Tasks ->
(a) Please rewrite the Grand Prix anecdote from "and, as any" up to and including "tell the stories!", changing "Painkillers" to "Rum Punches".
(b) For each statement, answer yes or no according to the Grand Prix anecdote and quote the deciding words: (i) The slide was taken at the Grand Bahamas Vintage Grand Prix. (ii) The wife went along on that trip. (iii) The woman in the dance looked familiar to the narrator.

Quoted passage ->

|

Come with
me back to 1986...or thereabouts. We have an embarrassing slide taken
at the Grand Bahamas Vintage Grand Prix (it's all sort of a blur, y' know?)
and, as any fool can plainly see, I'm deep into my meditative yoga training
the night before the beeg race. As to the female I'm apparently dancing
with, my wife enquired when I
returned home (she didn't go with me that trip, having seen me over-supplied
with Pusser's Painkillers and Bahama Mamas enough times to last her a
lifetime already) as to whom she might be. In all honesty, I had to tell
her I not only had no idea, but that she didn't look at all familiar!
Oh, well.
If those
Bahamas races had gone on for a few more years, none of us would have
lived to tell the stories!

[Image point annotation rows]
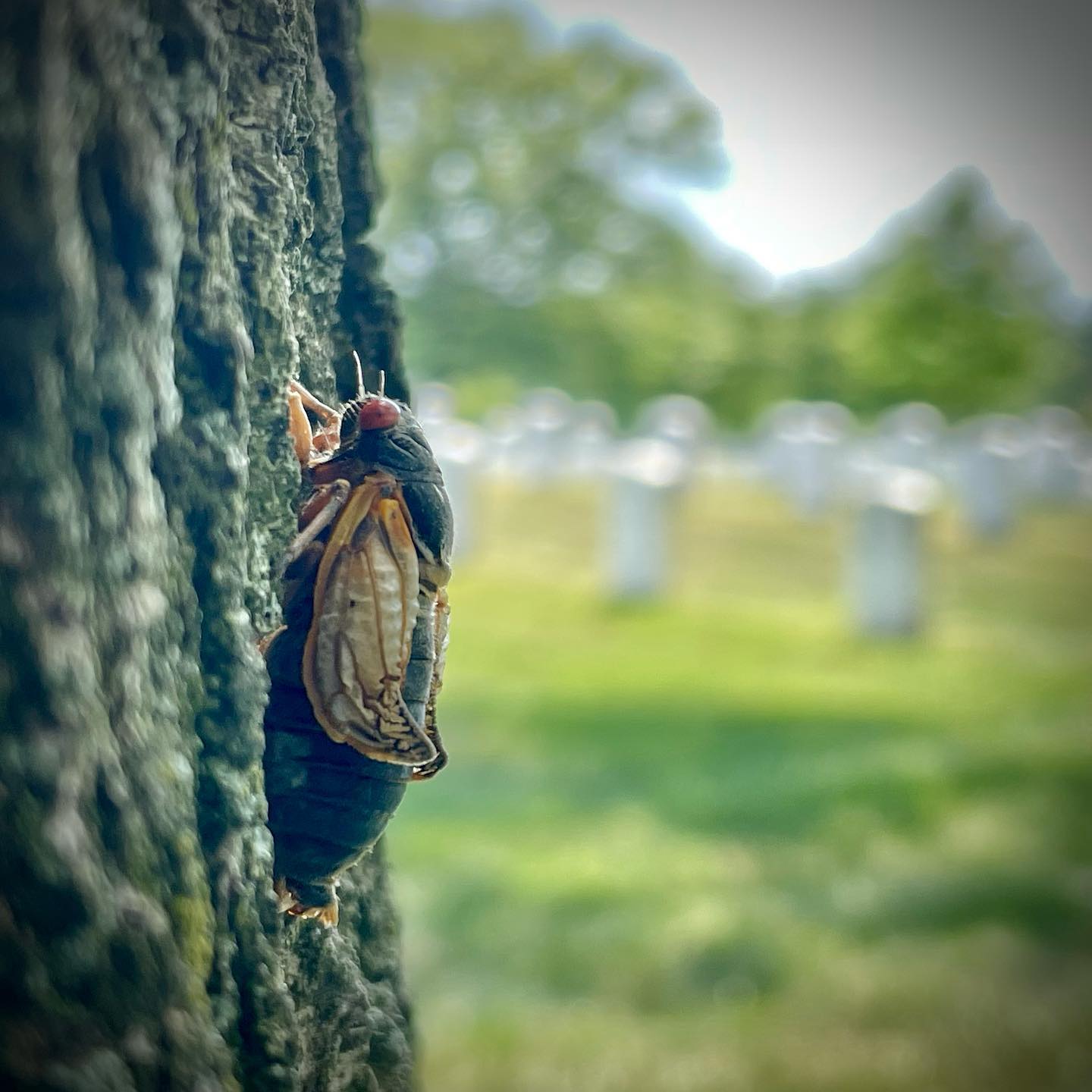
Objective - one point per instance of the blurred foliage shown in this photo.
(721, 844)
(514, 158)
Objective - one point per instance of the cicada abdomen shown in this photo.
(357, 665)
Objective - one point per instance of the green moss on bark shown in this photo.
(186, 189)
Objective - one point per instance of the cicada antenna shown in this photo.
(359, 376)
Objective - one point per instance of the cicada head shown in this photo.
(372, 413)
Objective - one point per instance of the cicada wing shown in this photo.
(359, 645)
(441, 613)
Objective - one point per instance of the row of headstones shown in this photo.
(890, 478)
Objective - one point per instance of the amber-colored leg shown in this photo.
(329, 434)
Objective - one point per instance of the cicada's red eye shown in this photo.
(378, 413)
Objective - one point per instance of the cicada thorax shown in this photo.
(356, 669)
(366, 603)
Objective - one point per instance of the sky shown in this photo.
(839, 114)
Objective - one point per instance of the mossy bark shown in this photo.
(184, 199)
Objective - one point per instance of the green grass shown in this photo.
(720, 842)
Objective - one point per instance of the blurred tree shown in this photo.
(958, 305)
(521, 240)
(511, 158)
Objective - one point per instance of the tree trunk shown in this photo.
(184, 193)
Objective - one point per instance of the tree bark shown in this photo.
(185, 193)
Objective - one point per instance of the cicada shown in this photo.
(356, 669)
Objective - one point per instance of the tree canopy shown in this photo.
(520, 236)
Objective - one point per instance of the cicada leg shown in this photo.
(328, 437)
(322, 509)
(287, 903)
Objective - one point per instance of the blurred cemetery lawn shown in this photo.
(720, 843)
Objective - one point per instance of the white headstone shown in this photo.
(984, 466)
(677, 419)
(885, 563)
(544, 414)
(647, 476)
(910, 435)
(592, 436)
(1057, 446)
(803, 450)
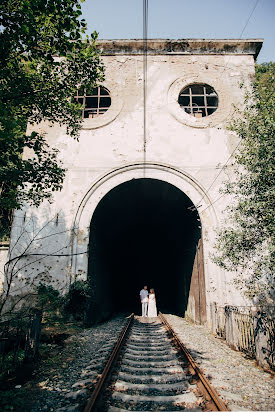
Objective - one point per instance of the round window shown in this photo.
(94, 102)
(198, 100)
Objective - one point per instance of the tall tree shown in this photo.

Task results ->
(a)
and, as any fool can plainly see, I'm deep into my meditative yoga training
the night before the beeg race. As to the female I'm apparently dancing
with, my wife enquired when I
returned home (she didn't go with me that trip, having seen me over-supplied
with Pusser's Rum Punches and Bahama Mamas enough times to last her a
lifetime already) as to whom she might be. In all honesty, I had to tell
her I not only had no idea, but that she didn't look at all familiar!
Oh, well.
If those
Bahamas races had gone on for a few more years, none of us would have
lived to tell the stories!

(b)
(i) Yes: "an embarrassing slide taken at the Grand Bahamas Vintage Grand Prix"
(ii) No: "she didn't go with me that trip"
(iii) No: "she didn't look at all familiar"